Which rows contain the word "plant", with case counting? Show each of those rows in full.

Box annotation data rows:
+===+
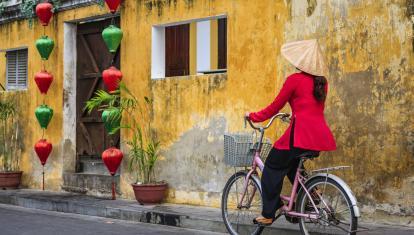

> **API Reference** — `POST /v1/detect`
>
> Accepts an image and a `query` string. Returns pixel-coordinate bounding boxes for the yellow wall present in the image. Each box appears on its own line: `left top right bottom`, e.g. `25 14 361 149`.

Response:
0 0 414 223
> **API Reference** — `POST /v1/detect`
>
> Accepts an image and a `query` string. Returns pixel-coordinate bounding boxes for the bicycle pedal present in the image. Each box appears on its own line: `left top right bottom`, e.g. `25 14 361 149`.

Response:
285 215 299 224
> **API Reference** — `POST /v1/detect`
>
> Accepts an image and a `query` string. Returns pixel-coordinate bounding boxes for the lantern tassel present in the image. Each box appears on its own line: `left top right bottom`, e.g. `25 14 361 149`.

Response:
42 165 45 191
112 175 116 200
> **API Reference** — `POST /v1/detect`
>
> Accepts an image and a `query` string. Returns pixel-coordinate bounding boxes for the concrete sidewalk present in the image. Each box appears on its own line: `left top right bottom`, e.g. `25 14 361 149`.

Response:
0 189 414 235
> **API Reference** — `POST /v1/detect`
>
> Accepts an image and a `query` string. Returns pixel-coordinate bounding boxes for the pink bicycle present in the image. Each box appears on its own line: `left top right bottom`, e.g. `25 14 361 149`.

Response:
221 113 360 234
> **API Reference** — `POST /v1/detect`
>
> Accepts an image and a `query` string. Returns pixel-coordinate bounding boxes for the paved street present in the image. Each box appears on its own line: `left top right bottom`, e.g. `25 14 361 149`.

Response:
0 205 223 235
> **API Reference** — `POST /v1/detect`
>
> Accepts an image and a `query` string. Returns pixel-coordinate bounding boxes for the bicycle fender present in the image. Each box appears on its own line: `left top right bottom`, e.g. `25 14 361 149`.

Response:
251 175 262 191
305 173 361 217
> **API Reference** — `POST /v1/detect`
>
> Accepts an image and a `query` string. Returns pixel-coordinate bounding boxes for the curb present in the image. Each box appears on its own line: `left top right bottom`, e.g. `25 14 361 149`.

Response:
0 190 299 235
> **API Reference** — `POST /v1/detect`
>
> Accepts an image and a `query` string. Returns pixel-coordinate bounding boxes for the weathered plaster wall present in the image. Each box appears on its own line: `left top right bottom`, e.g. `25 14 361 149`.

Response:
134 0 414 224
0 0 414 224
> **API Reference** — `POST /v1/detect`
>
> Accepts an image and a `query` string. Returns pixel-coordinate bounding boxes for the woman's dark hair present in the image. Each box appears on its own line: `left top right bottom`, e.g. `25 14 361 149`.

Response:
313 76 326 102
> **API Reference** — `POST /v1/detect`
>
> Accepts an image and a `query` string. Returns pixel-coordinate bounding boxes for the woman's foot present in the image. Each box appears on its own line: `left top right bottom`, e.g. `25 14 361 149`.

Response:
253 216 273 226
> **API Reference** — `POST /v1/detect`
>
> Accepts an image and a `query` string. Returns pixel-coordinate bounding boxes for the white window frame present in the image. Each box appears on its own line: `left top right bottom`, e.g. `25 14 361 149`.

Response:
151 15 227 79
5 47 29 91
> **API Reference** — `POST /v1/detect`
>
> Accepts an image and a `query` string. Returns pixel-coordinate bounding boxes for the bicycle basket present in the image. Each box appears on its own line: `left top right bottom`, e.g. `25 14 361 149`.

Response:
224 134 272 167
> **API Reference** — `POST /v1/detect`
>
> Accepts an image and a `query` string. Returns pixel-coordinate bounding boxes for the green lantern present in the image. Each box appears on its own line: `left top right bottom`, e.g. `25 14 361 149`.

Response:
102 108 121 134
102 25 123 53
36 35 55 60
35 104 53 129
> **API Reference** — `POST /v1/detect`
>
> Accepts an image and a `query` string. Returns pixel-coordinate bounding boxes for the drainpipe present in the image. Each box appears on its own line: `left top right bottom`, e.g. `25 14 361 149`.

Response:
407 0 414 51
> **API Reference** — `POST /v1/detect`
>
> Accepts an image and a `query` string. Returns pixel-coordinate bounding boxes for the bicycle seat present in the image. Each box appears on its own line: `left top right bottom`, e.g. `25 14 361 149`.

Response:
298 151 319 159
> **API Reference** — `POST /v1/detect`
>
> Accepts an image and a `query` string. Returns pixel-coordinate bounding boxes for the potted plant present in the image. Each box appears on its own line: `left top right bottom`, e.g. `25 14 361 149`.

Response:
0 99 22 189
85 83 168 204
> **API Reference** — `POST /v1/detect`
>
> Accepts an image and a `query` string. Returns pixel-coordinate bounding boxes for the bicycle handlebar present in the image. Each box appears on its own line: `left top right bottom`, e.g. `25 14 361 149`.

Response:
+===+
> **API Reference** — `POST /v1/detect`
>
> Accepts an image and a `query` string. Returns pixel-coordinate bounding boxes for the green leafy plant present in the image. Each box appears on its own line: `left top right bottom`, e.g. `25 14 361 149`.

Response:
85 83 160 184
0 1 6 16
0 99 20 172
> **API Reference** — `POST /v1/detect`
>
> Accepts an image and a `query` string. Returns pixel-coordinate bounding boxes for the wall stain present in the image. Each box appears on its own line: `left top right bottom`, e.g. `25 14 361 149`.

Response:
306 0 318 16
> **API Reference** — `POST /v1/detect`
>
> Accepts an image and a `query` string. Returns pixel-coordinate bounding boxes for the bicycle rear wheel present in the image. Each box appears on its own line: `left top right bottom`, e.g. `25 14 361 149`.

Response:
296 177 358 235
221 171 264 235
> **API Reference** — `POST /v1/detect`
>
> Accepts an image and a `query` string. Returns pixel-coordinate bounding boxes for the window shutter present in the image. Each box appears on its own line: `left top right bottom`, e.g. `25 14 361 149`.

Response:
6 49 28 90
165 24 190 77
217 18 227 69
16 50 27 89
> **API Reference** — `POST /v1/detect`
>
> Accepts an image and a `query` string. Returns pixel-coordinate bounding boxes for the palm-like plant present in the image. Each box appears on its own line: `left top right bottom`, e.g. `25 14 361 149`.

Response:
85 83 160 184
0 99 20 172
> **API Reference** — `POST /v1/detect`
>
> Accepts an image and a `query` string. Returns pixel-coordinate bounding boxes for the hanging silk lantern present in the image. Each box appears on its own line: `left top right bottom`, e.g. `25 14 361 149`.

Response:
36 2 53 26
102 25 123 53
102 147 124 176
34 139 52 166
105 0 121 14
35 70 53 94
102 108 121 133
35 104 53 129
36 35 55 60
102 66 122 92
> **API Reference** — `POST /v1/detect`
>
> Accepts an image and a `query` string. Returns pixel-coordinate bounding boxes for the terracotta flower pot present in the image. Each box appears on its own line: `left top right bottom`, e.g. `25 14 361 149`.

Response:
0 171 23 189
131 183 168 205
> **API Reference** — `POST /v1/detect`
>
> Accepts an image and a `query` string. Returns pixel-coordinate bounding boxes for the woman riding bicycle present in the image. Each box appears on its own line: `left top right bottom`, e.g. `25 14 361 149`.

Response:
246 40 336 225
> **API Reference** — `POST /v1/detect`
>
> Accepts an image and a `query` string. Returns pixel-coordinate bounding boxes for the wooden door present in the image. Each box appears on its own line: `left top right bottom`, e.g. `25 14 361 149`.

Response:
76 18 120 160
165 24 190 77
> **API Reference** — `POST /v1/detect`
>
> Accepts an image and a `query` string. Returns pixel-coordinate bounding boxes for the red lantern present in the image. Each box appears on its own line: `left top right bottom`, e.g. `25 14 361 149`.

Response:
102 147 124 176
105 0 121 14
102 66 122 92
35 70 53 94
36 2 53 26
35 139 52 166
+===+
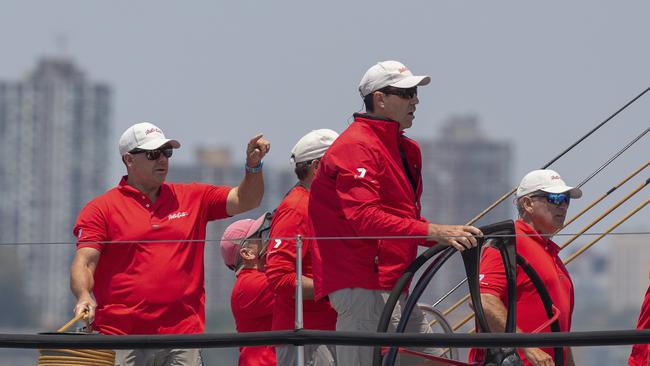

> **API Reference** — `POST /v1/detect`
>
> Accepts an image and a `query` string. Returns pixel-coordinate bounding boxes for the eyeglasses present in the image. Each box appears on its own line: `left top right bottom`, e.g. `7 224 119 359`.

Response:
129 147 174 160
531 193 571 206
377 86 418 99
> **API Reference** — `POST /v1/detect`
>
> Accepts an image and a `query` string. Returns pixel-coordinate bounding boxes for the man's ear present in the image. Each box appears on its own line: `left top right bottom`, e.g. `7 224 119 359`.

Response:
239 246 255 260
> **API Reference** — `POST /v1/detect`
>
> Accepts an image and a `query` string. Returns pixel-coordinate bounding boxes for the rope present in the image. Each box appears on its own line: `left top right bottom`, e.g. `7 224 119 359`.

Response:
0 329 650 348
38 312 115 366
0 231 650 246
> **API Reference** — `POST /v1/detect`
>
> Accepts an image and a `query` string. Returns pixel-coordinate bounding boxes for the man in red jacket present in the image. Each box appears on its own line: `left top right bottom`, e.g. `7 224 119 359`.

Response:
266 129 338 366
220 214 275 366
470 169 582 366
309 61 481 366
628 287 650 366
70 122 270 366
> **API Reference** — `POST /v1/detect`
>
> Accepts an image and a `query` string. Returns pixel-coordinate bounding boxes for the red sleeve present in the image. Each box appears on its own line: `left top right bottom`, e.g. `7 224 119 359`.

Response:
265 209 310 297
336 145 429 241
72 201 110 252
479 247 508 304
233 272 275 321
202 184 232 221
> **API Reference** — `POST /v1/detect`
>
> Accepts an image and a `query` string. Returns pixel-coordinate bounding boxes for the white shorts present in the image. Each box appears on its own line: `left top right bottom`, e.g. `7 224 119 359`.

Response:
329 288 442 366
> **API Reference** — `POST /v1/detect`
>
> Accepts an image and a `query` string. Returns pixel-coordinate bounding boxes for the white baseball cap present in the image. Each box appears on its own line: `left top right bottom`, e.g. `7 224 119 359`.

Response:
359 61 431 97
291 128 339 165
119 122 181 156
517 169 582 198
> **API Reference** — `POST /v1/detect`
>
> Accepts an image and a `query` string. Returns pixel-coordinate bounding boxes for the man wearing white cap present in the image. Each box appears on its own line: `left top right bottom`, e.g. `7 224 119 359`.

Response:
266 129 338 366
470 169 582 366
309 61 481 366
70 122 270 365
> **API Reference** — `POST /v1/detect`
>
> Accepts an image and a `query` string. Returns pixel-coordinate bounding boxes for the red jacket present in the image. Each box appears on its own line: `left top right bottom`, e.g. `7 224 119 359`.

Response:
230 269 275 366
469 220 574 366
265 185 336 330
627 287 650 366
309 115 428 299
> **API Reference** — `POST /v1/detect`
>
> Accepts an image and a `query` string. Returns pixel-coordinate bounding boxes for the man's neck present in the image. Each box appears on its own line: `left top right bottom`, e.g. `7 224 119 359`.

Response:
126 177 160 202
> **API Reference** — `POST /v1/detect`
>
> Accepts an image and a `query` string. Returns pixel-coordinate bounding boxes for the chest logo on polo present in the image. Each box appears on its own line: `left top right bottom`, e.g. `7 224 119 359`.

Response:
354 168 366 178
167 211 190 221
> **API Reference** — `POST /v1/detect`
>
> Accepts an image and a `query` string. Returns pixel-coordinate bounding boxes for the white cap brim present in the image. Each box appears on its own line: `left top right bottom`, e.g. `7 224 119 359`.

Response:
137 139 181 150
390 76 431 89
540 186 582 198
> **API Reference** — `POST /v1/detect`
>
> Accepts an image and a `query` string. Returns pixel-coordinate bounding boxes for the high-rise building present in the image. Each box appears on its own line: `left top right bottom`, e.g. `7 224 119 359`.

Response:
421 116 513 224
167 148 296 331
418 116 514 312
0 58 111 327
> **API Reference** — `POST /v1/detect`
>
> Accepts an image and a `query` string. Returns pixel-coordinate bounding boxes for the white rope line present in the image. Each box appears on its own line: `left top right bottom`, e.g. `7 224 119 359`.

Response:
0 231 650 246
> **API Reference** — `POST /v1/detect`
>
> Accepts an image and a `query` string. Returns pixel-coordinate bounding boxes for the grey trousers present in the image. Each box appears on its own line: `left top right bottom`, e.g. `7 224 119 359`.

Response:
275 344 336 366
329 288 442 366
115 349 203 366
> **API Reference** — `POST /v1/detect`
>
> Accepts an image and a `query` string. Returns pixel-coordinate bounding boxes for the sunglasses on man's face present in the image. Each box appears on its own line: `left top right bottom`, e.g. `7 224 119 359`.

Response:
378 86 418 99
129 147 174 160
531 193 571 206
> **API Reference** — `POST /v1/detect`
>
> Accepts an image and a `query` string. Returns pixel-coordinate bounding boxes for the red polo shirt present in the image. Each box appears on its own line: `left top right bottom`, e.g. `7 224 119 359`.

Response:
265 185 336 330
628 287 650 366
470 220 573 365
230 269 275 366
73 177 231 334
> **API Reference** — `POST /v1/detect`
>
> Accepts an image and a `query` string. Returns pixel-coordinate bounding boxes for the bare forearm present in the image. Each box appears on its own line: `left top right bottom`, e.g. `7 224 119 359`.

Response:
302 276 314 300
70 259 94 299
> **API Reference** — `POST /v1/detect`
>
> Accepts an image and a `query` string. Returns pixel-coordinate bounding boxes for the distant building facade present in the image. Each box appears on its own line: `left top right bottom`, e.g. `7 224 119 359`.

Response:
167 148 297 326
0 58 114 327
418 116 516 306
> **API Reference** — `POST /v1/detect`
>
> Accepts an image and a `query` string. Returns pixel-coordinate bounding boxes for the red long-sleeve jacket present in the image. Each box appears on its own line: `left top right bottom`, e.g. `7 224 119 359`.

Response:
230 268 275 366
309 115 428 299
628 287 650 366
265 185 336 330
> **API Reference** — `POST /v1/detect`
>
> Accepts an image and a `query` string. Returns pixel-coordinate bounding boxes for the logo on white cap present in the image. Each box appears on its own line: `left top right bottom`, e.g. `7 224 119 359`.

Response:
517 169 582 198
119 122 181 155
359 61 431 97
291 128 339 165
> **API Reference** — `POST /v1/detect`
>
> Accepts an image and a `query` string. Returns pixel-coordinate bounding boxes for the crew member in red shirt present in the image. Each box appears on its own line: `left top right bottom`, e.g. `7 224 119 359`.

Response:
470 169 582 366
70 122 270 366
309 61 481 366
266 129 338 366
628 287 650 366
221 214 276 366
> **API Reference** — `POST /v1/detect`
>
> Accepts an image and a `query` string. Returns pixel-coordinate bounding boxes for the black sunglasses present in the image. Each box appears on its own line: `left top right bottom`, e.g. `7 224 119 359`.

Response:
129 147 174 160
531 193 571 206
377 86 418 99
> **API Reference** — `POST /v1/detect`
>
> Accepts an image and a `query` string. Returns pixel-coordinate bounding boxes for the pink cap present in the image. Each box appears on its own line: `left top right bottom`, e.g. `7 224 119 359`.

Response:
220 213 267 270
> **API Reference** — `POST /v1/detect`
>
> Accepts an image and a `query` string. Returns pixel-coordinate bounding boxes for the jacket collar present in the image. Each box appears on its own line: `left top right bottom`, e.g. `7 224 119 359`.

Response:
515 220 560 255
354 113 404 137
+===+
| WORKED ANSWER |
> Accepts an image and a `query` string. Returns pixel-coordinate bounding boxes for the potted plant present in the image. Each box appears on its own line: `left top right bottom`, e.g. `25 14 361 149`.
> Accepts an image and a `query` string. Returns pixel-coordinate bounding boxes for the green leafy plant present in the image. Each box appears on its own line: `left top right bottom`, e.g. `25 14 361 149`.
> Accepts an image and a `query` string. Returns pixel-coordinate bounding boxes for the palm-like plant present in the image. Each box appears on its own line: `left top right bottom`, e.g. `25 14 361 149`.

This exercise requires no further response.